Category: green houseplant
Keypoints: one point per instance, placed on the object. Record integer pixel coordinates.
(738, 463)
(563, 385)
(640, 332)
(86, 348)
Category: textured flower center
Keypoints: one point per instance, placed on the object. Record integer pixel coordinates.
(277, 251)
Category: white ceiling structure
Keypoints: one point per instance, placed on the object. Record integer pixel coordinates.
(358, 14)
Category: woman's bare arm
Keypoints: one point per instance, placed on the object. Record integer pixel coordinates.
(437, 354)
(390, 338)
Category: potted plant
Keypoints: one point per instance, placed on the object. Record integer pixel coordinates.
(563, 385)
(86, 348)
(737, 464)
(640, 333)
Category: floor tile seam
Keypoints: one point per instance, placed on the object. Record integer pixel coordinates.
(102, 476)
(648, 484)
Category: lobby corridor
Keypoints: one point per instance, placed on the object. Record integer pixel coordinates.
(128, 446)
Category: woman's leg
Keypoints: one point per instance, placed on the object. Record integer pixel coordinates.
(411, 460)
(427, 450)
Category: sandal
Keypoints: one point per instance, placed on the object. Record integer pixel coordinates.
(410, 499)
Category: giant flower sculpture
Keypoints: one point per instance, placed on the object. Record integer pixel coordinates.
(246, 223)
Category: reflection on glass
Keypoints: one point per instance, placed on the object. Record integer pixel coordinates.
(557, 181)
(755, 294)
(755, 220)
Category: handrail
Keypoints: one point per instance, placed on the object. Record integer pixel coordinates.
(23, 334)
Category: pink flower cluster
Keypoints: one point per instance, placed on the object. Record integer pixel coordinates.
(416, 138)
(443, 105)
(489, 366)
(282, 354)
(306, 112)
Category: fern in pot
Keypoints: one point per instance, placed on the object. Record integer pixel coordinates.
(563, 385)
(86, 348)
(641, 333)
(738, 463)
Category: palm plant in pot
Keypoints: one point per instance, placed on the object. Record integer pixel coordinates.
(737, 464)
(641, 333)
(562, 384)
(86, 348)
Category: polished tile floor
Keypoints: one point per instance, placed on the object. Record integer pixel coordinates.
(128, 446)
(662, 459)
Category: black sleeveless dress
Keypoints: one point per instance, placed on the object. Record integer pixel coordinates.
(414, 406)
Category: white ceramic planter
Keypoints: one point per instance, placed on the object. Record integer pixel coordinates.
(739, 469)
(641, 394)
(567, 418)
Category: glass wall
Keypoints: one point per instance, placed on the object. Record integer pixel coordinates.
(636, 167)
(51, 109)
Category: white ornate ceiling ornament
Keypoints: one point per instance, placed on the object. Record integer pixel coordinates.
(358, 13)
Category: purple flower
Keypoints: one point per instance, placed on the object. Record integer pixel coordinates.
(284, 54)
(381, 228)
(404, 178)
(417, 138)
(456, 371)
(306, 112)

## [Task goal]
Go through the records and copy each line with "white" in it.

## [Reply to the task]
Category: white ceiling structure
Category: white ceramic planter
Category: white ornate ceiling ornament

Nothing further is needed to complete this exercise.